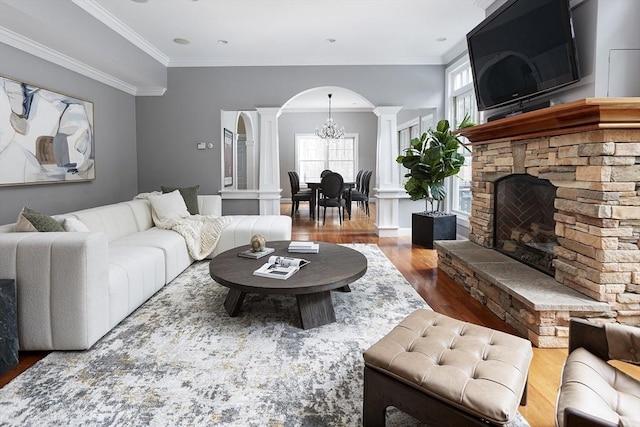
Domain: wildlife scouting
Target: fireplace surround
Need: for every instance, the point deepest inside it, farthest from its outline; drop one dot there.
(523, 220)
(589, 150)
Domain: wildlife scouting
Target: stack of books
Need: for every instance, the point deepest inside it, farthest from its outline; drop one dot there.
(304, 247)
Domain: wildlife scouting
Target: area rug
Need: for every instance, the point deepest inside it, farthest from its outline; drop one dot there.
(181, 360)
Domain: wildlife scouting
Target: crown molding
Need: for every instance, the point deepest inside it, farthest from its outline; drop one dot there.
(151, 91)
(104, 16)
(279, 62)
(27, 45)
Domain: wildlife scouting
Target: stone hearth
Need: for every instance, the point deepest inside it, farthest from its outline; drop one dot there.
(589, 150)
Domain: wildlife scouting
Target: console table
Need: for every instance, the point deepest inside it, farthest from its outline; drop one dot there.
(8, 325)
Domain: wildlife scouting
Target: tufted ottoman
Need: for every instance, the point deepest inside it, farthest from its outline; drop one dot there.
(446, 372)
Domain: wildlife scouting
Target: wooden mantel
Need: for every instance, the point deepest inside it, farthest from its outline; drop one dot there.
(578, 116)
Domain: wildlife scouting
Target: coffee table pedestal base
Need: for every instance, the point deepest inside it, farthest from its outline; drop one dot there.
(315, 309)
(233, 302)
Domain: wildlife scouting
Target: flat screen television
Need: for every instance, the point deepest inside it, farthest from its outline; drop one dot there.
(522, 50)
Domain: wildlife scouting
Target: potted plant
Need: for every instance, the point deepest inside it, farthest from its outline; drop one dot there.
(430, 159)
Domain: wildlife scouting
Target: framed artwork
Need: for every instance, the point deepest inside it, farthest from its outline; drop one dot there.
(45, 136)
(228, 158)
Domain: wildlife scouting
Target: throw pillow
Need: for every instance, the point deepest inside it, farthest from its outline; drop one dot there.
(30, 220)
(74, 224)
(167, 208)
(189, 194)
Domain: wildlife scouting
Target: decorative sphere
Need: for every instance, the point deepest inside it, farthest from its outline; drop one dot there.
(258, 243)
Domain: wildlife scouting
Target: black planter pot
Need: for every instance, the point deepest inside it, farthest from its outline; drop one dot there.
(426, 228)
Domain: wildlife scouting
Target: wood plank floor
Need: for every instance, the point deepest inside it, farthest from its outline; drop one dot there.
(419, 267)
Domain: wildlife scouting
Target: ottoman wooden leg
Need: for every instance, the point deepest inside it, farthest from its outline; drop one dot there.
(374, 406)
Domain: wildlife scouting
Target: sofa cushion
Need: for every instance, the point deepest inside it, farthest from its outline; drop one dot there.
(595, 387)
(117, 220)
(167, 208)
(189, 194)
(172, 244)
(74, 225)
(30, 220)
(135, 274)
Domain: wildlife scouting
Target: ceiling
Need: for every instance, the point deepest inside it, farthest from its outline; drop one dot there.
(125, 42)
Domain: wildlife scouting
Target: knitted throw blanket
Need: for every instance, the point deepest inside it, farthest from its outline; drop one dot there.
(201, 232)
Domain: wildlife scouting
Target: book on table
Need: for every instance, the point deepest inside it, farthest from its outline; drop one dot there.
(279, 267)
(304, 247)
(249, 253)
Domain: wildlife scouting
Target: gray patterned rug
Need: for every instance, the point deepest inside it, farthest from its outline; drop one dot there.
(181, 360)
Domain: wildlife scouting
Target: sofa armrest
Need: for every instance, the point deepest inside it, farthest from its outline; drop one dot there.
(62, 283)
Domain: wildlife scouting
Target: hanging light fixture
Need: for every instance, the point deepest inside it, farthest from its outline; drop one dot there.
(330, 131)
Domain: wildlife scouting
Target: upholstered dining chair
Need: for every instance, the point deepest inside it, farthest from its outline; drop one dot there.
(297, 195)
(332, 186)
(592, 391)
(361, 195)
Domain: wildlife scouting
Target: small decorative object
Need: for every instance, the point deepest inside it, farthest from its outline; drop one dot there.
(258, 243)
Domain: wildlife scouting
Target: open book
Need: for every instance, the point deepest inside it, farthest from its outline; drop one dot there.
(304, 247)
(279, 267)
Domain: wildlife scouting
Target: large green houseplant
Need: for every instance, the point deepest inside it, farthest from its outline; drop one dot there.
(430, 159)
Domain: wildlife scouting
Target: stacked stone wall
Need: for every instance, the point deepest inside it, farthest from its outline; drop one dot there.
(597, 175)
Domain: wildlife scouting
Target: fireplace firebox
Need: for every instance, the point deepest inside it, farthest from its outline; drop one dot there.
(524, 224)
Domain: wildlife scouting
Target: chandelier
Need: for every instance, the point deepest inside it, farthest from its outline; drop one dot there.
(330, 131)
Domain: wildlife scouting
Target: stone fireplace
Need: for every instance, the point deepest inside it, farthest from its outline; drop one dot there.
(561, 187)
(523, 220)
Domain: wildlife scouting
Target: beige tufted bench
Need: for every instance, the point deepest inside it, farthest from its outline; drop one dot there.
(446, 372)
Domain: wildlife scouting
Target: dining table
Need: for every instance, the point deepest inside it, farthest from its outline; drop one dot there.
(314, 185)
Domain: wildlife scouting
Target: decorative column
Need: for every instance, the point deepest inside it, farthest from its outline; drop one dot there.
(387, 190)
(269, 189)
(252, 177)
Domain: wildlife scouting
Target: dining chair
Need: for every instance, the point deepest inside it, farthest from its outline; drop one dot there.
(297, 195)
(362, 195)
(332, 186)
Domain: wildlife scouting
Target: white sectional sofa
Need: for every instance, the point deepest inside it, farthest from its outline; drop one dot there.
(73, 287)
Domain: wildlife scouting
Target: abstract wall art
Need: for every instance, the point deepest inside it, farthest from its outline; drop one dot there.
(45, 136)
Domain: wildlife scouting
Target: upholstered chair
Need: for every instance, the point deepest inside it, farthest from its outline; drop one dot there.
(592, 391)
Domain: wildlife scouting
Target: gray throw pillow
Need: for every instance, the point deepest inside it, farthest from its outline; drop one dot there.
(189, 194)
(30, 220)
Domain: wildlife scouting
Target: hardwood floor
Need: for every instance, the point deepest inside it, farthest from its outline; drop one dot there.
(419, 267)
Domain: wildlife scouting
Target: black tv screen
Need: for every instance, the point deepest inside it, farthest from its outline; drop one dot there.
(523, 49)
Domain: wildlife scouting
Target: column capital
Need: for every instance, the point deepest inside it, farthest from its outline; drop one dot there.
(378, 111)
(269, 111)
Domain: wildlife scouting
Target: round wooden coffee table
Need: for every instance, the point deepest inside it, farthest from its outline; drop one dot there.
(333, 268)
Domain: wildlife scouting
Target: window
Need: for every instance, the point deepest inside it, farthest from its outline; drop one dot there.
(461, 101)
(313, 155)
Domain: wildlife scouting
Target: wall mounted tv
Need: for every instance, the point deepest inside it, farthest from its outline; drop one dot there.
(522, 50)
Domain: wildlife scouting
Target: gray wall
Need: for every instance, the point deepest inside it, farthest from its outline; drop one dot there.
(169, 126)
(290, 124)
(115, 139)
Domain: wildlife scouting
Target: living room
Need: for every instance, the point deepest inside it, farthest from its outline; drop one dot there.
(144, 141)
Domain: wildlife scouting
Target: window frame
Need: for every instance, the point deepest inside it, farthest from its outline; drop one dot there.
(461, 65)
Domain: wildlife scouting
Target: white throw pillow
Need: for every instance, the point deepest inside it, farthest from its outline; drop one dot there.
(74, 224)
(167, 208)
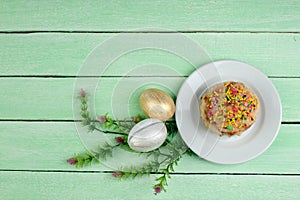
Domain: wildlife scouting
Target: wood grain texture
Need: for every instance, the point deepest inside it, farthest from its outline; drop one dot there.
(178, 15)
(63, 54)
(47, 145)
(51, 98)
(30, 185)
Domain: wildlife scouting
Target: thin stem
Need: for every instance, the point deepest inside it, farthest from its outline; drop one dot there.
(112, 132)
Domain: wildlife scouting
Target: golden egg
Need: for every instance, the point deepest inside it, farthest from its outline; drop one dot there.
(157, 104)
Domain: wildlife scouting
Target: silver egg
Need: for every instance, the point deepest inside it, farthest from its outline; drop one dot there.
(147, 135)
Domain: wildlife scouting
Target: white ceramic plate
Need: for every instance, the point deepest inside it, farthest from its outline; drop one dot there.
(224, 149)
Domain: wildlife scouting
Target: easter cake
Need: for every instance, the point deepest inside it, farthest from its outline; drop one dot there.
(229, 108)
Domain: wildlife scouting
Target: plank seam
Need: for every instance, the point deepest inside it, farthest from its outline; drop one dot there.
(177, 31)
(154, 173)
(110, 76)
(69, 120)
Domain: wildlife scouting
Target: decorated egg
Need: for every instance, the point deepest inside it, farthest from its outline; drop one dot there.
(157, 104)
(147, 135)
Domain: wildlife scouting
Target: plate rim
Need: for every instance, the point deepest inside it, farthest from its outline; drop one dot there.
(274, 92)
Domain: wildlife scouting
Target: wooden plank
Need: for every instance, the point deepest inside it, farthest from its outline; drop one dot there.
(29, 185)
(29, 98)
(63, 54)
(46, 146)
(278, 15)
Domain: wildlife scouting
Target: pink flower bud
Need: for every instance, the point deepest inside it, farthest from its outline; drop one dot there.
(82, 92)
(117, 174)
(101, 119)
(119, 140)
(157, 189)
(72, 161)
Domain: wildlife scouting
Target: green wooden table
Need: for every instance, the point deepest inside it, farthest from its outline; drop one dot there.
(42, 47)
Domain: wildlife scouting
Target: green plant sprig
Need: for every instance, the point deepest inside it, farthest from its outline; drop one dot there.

__________

### What to work on
Each line above that falls between the line with "Target: white throw pillow" and the line with "Target: green plant sprig" should be printed exactly, together with those two lines, but the pictures should not.

### Task output
Target: white throw pillow
Need: for every instance, the point deepest inside it, farthest from its outline; drop one dot there.
(74, 224)
(167, 208)
Domain: wildlife scouting
Target: wood grain texture
Need: for every instance, the point deepest inside it, farthest from its outline; drop one dot there.
(178, 15)
(63, 54)
(47, 145)
(51, 98)
(30, 185)
Domain: wildlife scouting
Target: thin stem
Need: for every instance, the point deepest inside it, farthest from its outline; drop one dot there.
(112, 132)
Domain: wildlife scouting
Target: golden egg
Need: for every instance, the point deepest inside it, farthest from its outline; drop one dot there.
(157, 104)
Domain: wildlife scouting
Target: silver egg
Need: for every instance, the point deepest inside it, farthest from its outline; drop one dot there.
(147, 135)
Domain: wildlife scouting
Target: white ceramic plate
Need: for every instance, the point deepest inside it, farthest from its outline; drop one dot there.
(224, 149)
Domain: wildlife scouting
Target: easter cake
Need: for every instance, the point deepest inside it, farthest from its outline; drop one dot there.
(229, 108)
Domain: wildlife scouting
Target: plank seam
Need: for every instance, the point deepest inside it, farthest from its outline; drop one dot there.
(177, 31)
(154, 173)
(110, 76)
(69, 120)
Domain: wildlife scouting
Target: decorated egg
Need: for every instance, the point deepest inside it, farthest from its outline; drop one dot there.
(157, 104)
(147, 135)
Domain: wildlife scouting
Target: plate rim
Need: for every instance, the point deepest inside it, farthest from its outline; drop one dot there.
(274, 92)
Domain: wildlife scouting
Target: wooden plank
Need: for every instance, the point deepest inside it, farthest from its outline; drop one dot there.
(29, 185)
(29, 98)
(63, 54)
(46, 146)
(278, 15)
Domain: wildlife scouting
Target: pink flower bud
Need: for every instance, the point deepest inside it, farthest from its outline; drop one dot there.
(82, 92)
(117, 174)
(101, 119)
(119, 140)
(157, 189)
(72, 161)
Domain: wildlife scouting
Target: green wooden table
Need: for every instance, the point deepest inside it, farthest from its outline; drop one dot there.
(42, 47)
Domain: wildlife scouting
Target: green plant sprig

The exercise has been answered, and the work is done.